Data from a point labeling set:
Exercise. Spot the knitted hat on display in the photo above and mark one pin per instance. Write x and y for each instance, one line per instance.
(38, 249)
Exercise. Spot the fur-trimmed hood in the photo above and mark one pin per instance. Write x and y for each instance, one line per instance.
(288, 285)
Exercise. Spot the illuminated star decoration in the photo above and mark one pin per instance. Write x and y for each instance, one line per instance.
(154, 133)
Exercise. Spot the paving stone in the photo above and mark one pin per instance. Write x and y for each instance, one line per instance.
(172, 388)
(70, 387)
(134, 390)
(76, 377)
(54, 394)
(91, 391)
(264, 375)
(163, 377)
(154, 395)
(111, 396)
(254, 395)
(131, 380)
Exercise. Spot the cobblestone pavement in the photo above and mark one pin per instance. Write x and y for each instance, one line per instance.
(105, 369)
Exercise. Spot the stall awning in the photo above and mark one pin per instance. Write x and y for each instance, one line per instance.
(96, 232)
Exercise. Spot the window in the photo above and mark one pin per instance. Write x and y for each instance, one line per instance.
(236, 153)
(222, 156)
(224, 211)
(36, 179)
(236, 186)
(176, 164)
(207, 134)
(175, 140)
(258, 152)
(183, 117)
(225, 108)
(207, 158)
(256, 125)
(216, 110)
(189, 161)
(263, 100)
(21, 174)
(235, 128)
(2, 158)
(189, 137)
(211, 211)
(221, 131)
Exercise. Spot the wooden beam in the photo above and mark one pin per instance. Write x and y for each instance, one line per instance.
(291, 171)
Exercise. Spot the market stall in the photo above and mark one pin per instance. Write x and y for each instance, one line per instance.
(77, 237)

[What is needed] Copy every line of the data above, word for word and in the same order, without changing anything.

[Reply to the task]
Exercise. Spot the knitted hat on display in the photo above and mark one pin per instance. Write x and y for each instance, one line per instance.
(38, 249)
Exercise. Spot the fur-trimmed hood in the photo above and mark one pin per instance. Write x and y for each instance, one line per instance.
(288, 285)
Exercise. Spot the illuminated star decoration in the photo above and mark one pin per instance. Write x and y for each instance, one line per instance.
(154, 133)
Exercise. Spot the paving stone in the photo above and mark one pin per instance. Write x and y for each instance, one line per instance.
(172, 388)
(70, 387)
(134, 390)
(76, 377)
(54, 394)
(91, 391)
(264, 375)
(163, 377)
(154, 395)
(111, 396)
(254, 395)
(131, 380)
Exercise. Spot the cobblestone pavement in the photo above and mark one pin per instance. Write x and y for each instance, one line per instance.
(105, 369)
Exercise. Spot the stall awning in the photo above and mark one pin per instance. Write x and y for each instance, one line per instance.
(96, 232)
Exercise. Spot the window in the photo above and mark one pin per instance. Write x and y for each instance, one line per instance.
(236, 153)
(222, 156)
(224, 211)
(36, 179)
(236, 186)
(176, 164)
(207, 134)
(175, 140)
(258, 152)
(183, 117)
(225, 108)
(207, 158)
(256, 125)
(216, 110)
(189, 161)
(263, 100)
(21, 174)
(235, 128)
(2, 158)
(189, 137)
(211, 211)
(221, 131)
Exercise. Spot the wooden beam in the photo above and mark one pin per instance. Write x and y for each instance, one line per instance.
(291, 171)
Exercise. Spot the market stall in the photo above and mark one pin per instance. Write x and y for each instance, one line per instance.
(77, 237)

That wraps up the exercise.